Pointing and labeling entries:

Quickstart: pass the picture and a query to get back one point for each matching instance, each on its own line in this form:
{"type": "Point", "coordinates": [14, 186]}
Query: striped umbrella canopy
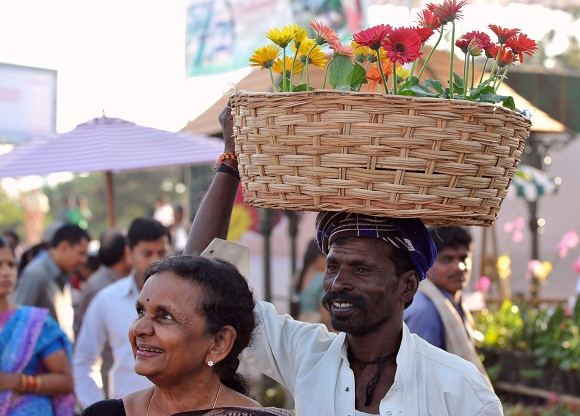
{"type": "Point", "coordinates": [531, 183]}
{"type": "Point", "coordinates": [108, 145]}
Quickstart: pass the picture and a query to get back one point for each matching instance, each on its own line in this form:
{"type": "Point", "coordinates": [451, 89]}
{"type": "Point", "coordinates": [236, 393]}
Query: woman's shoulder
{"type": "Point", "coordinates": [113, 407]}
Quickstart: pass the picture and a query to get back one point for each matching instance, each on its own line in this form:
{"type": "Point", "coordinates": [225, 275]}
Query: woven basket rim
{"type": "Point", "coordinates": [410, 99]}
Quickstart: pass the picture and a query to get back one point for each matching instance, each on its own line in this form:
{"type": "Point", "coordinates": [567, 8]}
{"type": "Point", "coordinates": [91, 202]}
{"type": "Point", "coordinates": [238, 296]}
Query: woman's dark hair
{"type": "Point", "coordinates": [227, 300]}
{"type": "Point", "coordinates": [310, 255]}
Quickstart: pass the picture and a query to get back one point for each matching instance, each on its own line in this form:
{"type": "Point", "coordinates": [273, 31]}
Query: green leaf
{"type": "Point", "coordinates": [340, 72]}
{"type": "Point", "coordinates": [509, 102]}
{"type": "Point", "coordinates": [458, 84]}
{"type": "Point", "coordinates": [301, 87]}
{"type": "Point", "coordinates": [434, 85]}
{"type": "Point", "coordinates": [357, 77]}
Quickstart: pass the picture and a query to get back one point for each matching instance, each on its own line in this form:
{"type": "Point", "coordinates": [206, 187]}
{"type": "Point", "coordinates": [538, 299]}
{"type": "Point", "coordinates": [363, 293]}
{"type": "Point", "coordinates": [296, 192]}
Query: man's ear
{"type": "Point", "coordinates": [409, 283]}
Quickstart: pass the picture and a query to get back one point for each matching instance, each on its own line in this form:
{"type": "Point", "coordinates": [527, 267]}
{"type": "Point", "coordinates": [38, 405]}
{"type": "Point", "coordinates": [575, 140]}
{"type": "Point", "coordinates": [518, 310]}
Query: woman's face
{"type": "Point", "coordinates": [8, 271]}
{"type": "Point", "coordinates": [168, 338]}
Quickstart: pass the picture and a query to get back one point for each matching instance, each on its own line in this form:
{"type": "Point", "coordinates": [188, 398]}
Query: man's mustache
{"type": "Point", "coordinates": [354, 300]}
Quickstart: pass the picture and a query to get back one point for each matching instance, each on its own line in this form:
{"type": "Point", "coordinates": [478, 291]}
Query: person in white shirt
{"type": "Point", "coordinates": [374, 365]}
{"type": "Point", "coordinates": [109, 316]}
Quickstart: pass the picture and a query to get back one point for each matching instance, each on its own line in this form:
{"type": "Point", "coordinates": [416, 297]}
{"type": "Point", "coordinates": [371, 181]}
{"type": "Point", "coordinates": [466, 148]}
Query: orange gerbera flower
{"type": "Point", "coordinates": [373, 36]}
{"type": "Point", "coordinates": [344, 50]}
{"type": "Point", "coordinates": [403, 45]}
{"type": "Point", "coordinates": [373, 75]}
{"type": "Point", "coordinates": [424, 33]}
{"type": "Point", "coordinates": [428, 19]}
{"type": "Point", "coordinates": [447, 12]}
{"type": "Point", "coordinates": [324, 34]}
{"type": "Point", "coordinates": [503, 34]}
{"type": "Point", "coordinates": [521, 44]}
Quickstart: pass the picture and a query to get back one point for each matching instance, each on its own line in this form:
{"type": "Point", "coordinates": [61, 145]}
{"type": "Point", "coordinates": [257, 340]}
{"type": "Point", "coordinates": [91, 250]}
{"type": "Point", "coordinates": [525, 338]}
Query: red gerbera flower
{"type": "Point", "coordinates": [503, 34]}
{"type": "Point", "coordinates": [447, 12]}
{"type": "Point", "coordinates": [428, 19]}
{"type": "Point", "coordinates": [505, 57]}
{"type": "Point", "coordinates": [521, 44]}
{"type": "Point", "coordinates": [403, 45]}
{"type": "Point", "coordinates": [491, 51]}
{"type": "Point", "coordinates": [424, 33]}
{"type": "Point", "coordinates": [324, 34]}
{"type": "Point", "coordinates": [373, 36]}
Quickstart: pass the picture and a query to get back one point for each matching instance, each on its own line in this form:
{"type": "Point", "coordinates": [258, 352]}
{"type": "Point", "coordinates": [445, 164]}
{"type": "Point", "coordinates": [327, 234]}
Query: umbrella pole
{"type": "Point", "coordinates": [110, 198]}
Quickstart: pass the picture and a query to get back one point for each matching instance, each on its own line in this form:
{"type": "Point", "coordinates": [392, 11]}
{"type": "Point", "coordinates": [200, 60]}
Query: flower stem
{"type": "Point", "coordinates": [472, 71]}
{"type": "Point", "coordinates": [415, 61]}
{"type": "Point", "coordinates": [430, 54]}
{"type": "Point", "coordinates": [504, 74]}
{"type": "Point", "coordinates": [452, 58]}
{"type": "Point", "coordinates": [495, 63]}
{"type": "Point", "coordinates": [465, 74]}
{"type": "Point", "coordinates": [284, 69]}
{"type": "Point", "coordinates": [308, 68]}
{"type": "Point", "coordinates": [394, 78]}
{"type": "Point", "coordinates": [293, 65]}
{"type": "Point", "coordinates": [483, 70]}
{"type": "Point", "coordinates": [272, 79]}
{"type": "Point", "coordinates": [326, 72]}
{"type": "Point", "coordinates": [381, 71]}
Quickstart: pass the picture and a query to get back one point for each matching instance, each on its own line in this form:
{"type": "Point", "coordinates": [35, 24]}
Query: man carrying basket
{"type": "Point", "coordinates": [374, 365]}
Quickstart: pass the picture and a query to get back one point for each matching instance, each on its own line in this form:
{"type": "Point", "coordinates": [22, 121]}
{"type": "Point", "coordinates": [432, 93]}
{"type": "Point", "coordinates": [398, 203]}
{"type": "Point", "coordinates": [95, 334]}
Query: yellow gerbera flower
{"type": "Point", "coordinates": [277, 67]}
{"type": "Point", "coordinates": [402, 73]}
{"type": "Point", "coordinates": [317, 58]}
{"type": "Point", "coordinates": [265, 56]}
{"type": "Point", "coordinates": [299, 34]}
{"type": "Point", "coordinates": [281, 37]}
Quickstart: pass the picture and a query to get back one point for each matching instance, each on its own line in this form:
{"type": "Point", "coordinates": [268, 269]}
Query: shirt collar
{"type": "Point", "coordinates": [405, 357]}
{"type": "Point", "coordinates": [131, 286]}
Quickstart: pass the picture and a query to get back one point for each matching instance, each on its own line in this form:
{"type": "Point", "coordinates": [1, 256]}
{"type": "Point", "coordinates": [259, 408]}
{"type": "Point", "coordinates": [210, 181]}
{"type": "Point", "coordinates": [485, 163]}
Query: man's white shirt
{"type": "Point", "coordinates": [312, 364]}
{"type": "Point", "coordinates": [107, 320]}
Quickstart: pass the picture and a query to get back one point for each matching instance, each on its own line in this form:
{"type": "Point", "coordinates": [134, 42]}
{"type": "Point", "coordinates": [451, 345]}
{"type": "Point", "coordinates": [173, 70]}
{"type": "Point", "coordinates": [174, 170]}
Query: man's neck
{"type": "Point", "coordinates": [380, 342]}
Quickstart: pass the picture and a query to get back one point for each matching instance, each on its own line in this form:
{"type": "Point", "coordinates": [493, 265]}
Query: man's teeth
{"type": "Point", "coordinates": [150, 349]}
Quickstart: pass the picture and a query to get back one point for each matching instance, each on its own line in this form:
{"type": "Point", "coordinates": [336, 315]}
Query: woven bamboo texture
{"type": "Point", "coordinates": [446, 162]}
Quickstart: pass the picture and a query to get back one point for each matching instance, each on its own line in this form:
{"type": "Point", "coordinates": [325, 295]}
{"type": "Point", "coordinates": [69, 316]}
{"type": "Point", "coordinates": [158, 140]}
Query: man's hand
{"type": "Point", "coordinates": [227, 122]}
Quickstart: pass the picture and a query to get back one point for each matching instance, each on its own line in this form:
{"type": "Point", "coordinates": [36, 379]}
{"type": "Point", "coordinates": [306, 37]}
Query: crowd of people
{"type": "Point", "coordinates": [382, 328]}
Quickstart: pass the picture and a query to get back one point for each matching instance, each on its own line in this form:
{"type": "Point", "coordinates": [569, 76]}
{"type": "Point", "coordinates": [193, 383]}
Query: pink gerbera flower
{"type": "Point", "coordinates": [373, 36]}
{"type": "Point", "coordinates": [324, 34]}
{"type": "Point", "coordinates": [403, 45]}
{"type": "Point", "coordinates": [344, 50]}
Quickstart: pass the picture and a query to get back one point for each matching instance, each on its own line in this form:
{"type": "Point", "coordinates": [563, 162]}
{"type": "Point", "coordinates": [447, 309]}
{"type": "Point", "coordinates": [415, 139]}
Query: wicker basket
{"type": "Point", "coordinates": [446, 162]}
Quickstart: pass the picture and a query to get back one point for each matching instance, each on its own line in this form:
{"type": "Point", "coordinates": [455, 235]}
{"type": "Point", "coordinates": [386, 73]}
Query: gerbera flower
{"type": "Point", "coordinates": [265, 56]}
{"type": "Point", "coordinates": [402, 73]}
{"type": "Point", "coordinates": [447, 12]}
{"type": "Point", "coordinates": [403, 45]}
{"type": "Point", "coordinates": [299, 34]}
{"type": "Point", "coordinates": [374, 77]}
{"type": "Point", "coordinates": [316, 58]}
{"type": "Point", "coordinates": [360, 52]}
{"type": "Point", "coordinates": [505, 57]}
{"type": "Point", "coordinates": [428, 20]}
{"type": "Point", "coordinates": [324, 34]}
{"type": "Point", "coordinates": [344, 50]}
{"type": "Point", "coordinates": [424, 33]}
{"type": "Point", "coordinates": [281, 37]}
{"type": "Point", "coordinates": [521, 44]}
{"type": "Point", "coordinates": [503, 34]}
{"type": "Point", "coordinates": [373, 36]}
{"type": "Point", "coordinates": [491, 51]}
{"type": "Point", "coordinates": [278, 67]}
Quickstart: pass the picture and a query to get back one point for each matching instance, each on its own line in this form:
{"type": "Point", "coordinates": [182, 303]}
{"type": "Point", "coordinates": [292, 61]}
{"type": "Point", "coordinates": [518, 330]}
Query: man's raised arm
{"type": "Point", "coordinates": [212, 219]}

### TASK REQUIREMENTS
Collect each line in the rows above that contains the word "woven".

### ANSWER
Query: woven basket rim
Query: woven bamboo texture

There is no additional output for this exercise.